### Texte à lire:
------

La ville se met à l'abri du milieu du XIVe au XVIe siècle

Dès le début de la guerre de Cent Ans, l'abbaye se préoccupe de sa protection. Les chroniques rapportent que, dès 1347, on commence à "faire des fosses en l'environ de la ville". C'est probablement de cette époque que date un fossé découvert en fouille dans le quartier Saint-Remi. À partir de 1356, l'abbé et le régent Charles, le futur Charles V, joignent leurs efforts pour édifier un rempart. Mais, dix ans plus tard, Saint-Denis n'est toujours pas en état d'être défendue : aussi le roi ordonne-t-il que le faubourg Saint-Remi soit rasé. La ville se replie alors derrière une enceinte au périmètre plus réduit. Elle englobe le bourg monastique, Saint-Marcel et le quartier de l'Estrée, mais exclut Saint-Nicolas-des-Aulnes, Saint-Remi et la majeure partie du verger de l'abbaye, la Couture, que l'on entoure d'un simple mur de clôture. La nouvelle enceinte est percée de cinq tours-portes établies sur les principaux axes de circulation.

Restitution de l'ensemble monumental. État à la fin du XVIe siècle. Établie sur la base de dessins réalisés par Sylvain Le Stum sous la direction de Béatrice Jullien. © Ministère de la culture / M. Wyss ; A.-B. Pimpaud ; M.-O. Agnes

Les désastres de la guerre de Cent Ans 

De 1410 à 1436, la ville est assaillie successivement par les Bourguignons, les Armagnacs et les Anglais. En ces temps de guerre, Saint-Denis, qui contrôle l'accès nord de Paris, est un site stratégique car, en l'occupant, on peut priver la capitale de ravitaillement en la coupant des campagnes fertiles du Pays de France. L'abbaye est elle-même une place à prendre. Elle conserve les reliques du saint patron, garant du royaume, et entretient des liens anciens et privilégiés avec la royauté. De plus, son trésor, l'un des plus riches de l'Occident médiéval, attire les convoitises car il permet de financer les guerres. Progressivement, les troupes de passage transforment le complexe abbatial en citadelle. En 1435, la ville est reprise aux Anglais par Dunois, le Bâtard d'Orléans. L'enceinte urbaine est partiellement démantelée et la ville se vide de ses habitants qui cherchent refuge à Paris.

------

### Informations fournies:
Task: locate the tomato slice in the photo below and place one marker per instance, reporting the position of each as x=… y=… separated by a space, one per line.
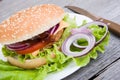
x=34 y=47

------

### Liste des consignes:
a) D'après le texte sur Saint-Denis pendant la guerre de Cent Ans, expliquez en une à trois phrases pourquoi la ville est alors un site stratégique.
b) Rédigez la suite du texte sur Saint-Denis pendant la guerre de Cent Ans, en reprenant après sa dernière phrase.
Les lignes forment un ensemble à part, sans rapport avec le texte.

### Corrigé des exercices:
a) Saint-Denis contrôle l'accès nord de Paris. En l'occupant, on peut priver la capitale de ravitaillement en la coupant des campagnes fertiles du Pays de France.

b)
L'évolution urbaine stagne

Durant cette période mouvementée, les réalisations architecturales ne concernent plus guère que les édifices religieux. L'église Saint-Marcel est alors agrandie et dotée d'une crypte-ossuaire. En revanche, la construction civile stagne. L'abandon d'une partie de l'habitat favorise le remembrement des petites parcelles. C'est uniquement le long des places et des rues commerçantes que le front continu des petites maisons se maintient. Sur le plan économique, la ville entre alors dans une période difficile. Parallèlement, le revenu de l'abbaye est grevé par le déclin de la foire du Lendit qui reprend en 1444.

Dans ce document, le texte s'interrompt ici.